### Requirement 1
In the listing, starting at the beginning and ending at the line containing "689], [748, 674]]", change "spanish flag" to "flag of Spain" and leave everything else as it is.

### Text segment

"""

A republican reader might also help us to tease apart the fierce hostility between two of contemporary (anti-)Republican’s icons: Edmund Burke, on the one hand, and Thomas Paine, on the other. Paine it might be recalled was tried and convicted in abstentia for his attacks on Edmund Burke, and yet both the outspoken critic and the defender of the French Revolution enjoy beatification among contemporary (anti-)Republicans. How can that be? The answer, actually, is not too difficult to grasp. What contemporary (anti-)Republicans like about Paine is his least republican quality, his advocacy of democratic institutions, not his fierce opposition to private wealth (which they conveniently overlook). Here they turn to Burke’s defense of private wealth and privilege, which, again, is a most unrepublican trait. Finally, Paine’s opposition to the federalists seals the deal, so to speak. For, when the federalists met in Philadelphia to hammer out (the second) US Constitution, the hall was virtually emptied of any but the most withering anti-federalist opinion.

Edmund Burke
Edmund Burke

Landed wealth’s party in Philadelphia was represented by the southern delegates who only conceded federalism reluctantly and even then only in exchange for the noxious 3/5ths clause, which allowed them, for purposes of representation, to count their property (their slaves) within the formula for representation in the House. Obviously by 1861 this compromise no longer satisfied the interests of landed wealth in the south. In the balance, however, Paine’s defense of state’s rights, of local and state over central government, explains his attraction for contemporary (anti-)Republicans. Whether Paine recognized at the time that this made him a defender of landed southern wealth and slavery is unclear. What is clear is that the wedding contemporary (anti-)Republicans have forged between Paine and Burke, the common thread that holds them together, however tenuously, is their hostility to “the wealth we hold in common,” the commonwealth, or res publica.

"""

### Record excerpts
"""

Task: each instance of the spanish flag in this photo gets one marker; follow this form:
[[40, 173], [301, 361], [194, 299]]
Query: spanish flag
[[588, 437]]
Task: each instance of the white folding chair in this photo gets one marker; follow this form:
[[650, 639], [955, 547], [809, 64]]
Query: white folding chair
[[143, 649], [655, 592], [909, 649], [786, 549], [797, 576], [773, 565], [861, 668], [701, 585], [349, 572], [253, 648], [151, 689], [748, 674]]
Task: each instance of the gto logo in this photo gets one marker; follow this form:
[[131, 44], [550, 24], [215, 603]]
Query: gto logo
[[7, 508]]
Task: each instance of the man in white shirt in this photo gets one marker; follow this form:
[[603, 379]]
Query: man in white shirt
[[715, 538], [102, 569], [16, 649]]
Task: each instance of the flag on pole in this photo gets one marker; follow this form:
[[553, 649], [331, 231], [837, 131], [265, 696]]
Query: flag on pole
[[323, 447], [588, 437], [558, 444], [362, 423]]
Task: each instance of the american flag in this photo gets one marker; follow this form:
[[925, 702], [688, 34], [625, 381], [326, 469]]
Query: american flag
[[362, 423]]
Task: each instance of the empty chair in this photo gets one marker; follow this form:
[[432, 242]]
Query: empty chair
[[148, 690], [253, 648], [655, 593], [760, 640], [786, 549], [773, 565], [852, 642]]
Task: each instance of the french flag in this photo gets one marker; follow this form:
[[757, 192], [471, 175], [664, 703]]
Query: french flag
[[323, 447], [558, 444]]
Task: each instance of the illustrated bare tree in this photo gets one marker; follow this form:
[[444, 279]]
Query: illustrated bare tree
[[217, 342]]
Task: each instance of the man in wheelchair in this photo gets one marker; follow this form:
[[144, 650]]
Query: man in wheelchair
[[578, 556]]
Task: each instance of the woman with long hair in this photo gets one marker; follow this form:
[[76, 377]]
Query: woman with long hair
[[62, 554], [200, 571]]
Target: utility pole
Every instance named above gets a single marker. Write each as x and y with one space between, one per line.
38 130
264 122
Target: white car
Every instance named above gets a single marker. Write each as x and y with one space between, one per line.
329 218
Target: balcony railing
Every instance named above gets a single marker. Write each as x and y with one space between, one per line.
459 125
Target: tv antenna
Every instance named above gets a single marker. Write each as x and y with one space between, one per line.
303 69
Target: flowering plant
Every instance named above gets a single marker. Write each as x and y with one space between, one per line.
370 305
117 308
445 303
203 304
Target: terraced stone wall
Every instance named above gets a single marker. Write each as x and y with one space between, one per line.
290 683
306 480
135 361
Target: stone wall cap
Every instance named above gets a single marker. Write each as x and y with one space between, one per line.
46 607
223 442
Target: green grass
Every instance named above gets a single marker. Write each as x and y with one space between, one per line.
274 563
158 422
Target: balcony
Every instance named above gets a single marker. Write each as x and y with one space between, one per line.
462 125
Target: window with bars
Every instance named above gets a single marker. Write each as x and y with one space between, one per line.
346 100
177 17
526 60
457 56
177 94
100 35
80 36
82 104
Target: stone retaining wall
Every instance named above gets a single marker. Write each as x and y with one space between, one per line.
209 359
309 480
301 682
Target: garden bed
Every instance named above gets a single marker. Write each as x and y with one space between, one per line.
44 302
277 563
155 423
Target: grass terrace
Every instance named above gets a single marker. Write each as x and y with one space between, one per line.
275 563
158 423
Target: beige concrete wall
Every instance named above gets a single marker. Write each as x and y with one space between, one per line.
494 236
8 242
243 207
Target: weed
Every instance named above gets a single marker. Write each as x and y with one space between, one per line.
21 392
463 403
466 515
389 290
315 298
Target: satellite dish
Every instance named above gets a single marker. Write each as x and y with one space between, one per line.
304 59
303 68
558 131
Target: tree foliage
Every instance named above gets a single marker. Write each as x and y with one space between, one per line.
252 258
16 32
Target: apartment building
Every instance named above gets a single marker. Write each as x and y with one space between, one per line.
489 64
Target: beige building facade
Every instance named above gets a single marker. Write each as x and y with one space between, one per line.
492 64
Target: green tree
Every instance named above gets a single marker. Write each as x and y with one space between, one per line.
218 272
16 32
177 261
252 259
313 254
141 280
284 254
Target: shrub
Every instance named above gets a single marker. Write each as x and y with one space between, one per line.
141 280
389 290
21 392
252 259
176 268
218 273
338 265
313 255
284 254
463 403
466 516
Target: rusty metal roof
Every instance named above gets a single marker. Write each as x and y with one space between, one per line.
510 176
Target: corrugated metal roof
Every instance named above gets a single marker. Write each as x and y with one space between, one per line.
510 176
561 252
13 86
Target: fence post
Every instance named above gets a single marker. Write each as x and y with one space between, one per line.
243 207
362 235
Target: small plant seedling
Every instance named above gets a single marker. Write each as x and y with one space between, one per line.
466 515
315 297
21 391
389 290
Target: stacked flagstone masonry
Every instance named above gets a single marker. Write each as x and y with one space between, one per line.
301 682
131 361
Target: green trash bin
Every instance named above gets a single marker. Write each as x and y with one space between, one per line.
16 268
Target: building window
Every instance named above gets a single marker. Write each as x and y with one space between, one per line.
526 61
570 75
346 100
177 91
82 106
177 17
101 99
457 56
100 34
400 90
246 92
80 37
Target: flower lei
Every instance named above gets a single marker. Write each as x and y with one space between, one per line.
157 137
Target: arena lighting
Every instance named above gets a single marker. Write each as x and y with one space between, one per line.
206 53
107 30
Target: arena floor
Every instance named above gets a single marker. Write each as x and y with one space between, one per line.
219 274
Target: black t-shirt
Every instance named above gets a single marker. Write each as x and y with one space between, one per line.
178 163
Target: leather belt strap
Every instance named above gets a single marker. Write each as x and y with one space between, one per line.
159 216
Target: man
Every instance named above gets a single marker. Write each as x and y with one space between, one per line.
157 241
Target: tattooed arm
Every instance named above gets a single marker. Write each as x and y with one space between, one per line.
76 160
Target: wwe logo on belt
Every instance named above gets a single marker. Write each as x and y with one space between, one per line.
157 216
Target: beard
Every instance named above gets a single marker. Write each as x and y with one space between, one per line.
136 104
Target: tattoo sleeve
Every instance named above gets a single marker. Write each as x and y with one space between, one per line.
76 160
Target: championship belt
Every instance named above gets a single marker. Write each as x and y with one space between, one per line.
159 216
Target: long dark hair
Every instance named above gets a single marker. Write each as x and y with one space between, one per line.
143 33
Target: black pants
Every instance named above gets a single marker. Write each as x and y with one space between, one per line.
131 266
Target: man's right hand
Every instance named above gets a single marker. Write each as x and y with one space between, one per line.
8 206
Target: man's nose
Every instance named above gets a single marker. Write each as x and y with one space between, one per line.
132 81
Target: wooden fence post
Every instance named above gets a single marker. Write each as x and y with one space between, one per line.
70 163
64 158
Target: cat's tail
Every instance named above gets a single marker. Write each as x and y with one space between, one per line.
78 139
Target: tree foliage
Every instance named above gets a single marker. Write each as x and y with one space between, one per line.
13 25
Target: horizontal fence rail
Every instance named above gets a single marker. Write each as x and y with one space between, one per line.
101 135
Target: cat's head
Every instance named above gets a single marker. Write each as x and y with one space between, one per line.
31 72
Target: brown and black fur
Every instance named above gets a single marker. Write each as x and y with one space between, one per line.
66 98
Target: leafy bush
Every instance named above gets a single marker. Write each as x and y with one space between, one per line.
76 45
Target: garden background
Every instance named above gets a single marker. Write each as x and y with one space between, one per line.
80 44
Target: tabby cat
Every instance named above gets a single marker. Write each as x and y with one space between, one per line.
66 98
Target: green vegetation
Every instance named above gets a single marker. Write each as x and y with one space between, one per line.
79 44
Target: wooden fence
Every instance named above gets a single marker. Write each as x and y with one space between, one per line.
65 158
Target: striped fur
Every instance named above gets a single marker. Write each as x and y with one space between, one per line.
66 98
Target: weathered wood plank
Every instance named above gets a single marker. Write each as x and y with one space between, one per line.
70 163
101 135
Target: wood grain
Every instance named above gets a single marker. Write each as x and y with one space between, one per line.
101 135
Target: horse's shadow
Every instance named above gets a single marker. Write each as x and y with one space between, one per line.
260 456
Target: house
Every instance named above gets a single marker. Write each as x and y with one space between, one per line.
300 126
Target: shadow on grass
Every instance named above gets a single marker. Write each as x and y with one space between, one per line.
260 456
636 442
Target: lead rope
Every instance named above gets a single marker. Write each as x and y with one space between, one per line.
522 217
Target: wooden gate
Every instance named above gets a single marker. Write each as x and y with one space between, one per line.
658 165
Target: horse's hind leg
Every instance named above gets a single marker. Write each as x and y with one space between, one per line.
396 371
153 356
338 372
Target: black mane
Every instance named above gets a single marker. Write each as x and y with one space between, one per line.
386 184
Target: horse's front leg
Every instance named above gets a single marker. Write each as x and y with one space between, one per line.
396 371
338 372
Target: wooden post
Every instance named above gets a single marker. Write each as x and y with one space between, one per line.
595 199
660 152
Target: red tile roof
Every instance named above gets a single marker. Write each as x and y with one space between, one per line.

"""

### Requirement 2
According to the passage on Paine and Burke, what was Paine tried and convicted for?

### Correct result 1
Task: each instance of the flag of Spain in this photo gets one marker; follow this form:
[[40, 173], [301, 361], [194, 299]]
Query: flag of Spain
[[588, 437]]
Task: each instance of the white folding chair in this photo gets one marker; follow this form:
[[650, 639], [955, 547], [809, 64]]
Query: white folding chair
[[143, 649], [655, 592], [909, 649], [786, 549], [797, 576], [773, 565], [861, 668], [701, 585], [349, 572], [253, 648], [151, 689], [748, 674]]

### Correct result 2
His attacks on Edmund Burke.